* **Exercise description**: Copy out every line of the records below with no changes, from the first record through the last.

====== Data shown

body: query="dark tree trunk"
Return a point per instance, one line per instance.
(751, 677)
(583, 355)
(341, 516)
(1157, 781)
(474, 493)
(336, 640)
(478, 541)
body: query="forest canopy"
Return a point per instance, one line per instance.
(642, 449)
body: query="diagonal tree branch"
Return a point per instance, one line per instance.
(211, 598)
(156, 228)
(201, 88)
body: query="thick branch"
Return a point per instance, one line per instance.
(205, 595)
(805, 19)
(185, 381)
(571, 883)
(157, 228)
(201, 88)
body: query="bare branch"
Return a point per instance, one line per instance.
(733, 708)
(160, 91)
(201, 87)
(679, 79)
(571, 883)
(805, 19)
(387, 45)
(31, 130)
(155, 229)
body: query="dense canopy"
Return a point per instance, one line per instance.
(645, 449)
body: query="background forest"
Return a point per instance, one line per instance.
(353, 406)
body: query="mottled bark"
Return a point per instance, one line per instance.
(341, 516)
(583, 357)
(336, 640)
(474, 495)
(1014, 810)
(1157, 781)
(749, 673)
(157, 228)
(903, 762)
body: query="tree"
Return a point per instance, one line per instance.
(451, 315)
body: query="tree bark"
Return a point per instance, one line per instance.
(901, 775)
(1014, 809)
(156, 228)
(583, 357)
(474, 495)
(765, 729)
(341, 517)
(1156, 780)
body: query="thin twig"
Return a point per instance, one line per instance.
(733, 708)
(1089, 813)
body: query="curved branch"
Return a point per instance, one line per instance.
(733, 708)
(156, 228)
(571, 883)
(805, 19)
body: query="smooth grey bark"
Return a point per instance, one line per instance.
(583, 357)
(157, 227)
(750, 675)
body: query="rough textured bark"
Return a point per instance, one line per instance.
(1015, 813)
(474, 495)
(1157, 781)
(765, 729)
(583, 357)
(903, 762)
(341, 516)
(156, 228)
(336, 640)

============

* **Answer**:
body: query="dark tree trunk"
Return a point per instance, one line per instance.
(751, 677)
(583, 355)
(341, 516)
(1157, 781)
(474, 493)
(336, 640)
(478, 541)
body: query="forest canopy"
Return a point per instance, one line per instance.
(642, 449)
body: query="diagonal tree branch"
Return a point per instance, one line per instance.
(211, 598)
(156, 228)
(201, 88)
body: query="thick branch"
Return a point per instance, one line per instance.
(205, 595)
(805, 19)
(185, 381)
(571, 883)
(157, 228)
(201, 88)
body: query="bare branch"
Return a point per instance, one line per instance.
(733, 708)
(160, 91)
(201, 87)
(679, 79)
(571, 883)
(805, 19)
(387, 45)
(31, 130)
(155, 229)
body: query="dense canopy"
Return a point per instance, one line per instance.
(645, 449)
body: query="background forest"
Return a point per instance, one line per instance.
(353, 406)
body: query="mottled bark"
Return a point per instance, one line per instance.
(341, 516)
(583, 357)
(336, 640)
(474, 495)
(1014, 810)
(1157, 781)
(749, 673)
(157, 228)
(903, 762)
body: query="tree"
Return a point per instance, one line per instance.
(451, 315)
body: query="tree bark"
Return a point per instance, one line per instance.
(901, 775)
(1014, 809)
(156, 228)
(583, 357)
(474, 495)
(765, 729)
(341, 517)
(1156, 780)
body: query="thin twig"
Return a point per instance, one line per instance.
(733, 708)
(1089, 813)
body: query="curved branch"
Return a point per instance, one line per instance.
(733, 708)
(156, 228)
(571, 883)
(805, 19)
body: query="smooth grey bark"
Return a point per instance, one line per instance.
(583, 357)
(157, 227)
(750, 675)
body: query="rough textured bark"
Return a point per instance, one line per instance.
(1015, 813)
(474, 495)
(1157, 781)
(765, 729)
(583, 357)
(903, 762)
(341, 516)
(156, 228)
(336, 640)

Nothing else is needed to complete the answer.